> ACTIVITY
Reply with exactly the lines from the one that contains "man in dark" through the last line of the records below, and with no other lines.

DATA SHOWN Block Start

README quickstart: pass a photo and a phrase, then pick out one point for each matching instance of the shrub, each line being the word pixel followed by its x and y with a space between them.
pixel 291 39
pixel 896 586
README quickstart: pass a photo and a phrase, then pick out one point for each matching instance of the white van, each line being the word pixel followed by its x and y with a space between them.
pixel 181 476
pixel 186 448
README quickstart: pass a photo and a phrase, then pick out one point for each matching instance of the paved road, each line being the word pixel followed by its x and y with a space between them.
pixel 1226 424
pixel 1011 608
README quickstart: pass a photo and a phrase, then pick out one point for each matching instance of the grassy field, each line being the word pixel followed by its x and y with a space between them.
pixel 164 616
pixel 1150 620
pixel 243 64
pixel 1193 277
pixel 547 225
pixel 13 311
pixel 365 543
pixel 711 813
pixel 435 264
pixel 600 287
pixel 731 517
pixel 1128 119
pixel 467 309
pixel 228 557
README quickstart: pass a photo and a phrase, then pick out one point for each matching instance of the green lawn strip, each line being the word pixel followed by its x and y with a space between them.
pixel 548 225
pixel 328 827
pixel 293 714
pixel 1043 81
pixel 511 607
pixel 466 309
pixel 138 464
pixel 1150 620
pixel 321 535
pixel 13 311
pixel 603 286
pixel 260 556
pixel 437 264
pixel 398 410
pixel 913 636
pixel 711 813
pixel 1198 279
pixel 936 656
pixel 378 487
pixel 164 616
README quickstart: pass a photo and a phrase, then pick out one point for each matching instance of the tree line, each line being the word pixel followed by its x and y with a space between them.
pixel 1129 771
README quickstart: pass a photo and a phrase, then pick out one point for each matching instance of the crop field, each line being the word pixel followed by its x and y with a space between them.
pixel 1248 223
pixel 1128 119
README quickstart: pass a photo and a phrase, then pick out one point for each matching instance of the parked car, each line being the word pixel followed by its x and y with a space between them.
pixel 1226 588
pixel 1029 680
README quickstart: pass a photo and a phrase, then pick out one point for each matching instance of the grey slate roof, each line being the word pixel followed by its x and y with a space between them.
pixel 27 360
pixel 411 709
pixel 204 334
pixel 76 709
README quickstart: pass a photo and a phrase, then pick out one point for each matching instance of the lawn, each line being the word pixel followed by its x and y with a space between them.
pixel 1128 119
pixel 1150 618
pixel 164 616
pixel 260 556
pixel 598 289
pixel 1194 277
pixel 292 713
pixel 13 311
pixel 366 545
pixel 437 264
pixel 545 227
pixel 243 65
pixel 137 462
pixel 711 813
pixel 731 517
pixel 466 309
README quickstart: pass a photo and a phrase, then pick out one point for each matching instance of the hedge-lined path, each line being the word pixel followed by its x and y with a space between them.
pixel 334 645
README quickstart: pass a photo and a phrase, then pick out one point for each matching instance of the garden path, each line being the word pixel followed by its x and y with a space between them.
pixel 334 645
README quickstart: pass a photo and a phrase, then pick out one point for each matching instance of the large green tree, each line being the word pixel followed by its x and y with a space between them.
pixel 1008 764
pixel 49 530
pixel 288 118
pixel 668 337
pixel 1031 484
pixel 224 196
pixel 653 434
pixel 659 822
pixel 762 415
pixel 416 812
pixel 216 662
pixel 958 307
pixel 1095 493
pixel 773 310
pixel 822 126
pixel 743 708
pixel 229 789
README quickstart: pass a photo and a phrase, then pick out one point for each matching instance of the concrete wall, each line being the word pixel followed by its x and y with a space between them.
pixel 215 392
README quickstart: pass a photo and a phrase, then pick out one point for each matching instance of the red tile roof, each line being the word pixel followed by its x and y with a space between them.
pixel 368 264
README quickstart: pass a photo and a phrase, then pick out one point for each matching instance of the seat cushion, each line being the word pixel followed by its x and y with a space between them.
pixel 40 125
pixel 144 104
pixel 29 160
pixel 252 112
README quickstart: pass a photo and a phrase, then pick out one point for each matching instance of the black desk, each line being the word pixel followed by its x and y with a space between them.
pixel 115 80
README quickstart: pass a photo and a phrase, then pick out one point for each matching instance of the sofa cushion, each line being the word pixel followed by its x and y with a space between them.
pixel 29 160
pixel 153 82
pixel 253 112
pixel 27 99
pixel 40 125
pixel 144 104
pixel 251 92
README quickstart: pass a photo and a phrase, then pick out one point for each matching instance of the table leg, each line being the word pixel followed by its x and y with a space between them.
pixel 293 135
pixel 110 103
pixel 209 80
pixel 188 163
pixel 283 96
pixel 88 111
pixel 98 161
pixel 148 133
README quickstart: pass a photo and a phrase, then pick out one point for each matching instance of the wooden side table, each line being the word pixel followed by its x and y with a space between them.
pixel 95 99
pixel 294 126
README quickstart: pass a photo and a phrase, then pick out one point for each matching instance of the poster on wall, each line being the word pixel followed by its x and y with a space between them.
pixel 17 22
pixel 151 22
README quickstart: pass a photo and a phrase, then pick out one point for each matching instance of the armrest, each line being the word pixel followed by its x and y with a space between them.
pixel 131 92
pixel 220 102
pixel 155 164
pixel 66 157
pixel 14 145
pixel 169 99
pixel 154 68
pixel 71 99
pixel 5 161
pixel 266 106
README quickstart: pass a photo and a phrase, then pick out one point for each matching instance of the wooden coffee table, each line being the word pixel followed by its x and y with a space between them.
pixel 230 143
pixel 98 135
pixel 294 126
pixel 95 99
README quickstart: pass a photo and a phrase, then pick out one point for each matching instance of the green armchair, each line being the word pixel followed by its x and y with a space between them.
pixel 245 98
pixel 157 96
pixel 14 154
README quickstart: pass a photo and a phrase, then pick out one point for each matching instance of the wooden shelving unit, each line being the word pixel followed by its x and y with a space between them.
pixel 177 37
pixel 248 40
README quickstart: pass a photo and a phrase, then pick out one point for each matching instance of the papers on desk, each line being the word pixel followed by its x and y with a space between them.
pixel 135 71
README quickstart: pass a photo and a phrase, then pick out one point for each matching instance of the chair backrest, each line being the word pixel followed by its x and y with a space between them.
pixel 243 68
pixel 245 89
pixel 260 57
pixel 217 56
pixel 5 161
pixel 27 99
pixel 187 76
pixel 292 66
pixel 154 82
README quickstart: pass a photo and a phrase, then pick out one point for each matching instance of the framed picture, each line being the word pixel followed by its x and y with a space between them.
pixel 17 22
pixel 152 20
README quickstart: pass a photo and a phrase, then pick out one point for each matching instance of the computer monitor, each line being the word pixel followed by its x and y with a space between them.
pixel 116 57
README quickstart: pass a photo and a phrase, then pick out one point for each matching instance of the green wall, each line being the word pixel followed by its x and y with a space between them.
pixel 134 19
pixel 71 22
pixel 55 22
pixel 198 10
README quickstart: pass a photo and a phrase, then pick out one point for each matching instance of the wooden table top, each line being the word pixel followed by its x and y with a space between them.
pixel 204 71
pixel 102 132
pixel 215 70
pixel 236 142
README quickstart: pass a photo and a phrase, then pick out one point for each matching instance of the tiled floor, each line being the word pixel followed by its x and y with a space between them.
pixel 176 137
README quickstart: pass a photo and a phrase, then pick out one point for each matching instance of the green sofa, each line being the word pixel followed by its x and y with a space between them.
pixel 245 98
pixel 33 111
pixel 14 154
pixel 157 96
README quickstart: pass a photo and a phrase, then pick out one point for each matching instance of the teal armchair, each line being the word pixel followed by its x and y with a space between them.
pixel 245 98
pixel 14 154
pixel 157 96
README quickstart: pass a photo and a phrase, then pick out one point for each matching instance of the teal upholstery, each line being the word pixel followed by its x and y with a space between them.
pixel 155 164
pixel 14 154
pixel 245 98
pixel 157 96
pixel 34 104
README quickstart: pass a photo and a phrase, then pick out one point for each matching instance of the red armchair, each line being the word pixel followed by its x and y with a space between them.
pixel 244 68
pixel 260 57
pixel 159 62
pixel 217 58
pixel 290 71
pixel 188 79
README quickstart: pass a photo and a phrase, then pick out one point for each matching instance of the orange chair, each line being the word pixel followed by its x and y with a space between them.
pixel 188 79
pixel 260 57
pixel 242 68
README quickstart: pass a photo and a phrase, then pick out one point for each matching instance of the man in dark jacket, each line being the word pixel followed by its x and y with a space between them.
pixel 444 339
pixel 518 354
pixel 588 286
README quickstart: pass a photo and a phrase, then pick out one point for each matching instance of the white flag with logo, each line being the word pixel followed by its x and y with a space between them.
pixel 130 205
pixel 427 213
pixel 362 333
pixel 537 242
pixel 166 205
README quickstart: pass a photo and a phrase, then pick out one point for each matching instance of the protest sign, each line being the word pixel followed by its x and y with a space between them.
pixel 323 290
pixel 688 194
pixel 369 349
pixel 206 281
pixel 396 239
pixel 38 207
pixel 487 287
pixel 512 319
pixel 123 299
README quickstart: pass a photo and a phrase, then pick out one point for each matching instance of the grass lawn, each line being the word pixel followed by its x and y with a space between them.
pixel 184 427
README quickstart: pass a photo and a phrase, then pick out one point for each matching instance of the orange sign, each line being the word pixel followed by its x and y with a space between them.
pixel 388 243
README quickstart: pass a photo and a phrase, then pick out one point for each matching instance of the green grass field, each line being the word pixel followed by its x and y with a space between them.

DATA SHOWN Block End

> RESPONSE BELOW
README quickstart: pass a photo and a phrase, then pick out one point for each matching instance of the man in dark jacket, each line being the word pixel followed by its x and y with a space between them.
pixel 444 339
pixel 518 354
pixel 588 286
README quickstart: pass a photo and a phrase, then pick out one point for each matching instance of the white flag with logo, each line being the word pixel followed by its x and y with a space between them.
pixel 130 205
pixel 427 213
pixel 362 333
pixel 537 242
pixel 166 205
README quickstart: pass a photo and a phrase, then pick out one point for each matching instance of the protest sign, each line being the word pixel followed by its x and y with a space between them.
pixel 323 290
pixel 688 194
pixel 369 349
pixel 206 281
pixel 396 239
pixel 38 207
pixel 487 287
pixel 512 319
pixel 123 299
README quickstart: pass a photo and a phrase, then pick out one point for each matching instance of the grass lawn, each line being the word pixel followed by its x and y with a space between them.
pixel 184 427
README quickstart: pass a photo and a phrase, then pick out one point for each matching instance of the orange sign, each line being the word pixel followed by its x and y with a space between them.
pixel 388 243
README quickstart: pass a photo and a phrase, then pick out one point for each matching instance of the green grass field, each line being the word pixel followed by its x and y with a space between them.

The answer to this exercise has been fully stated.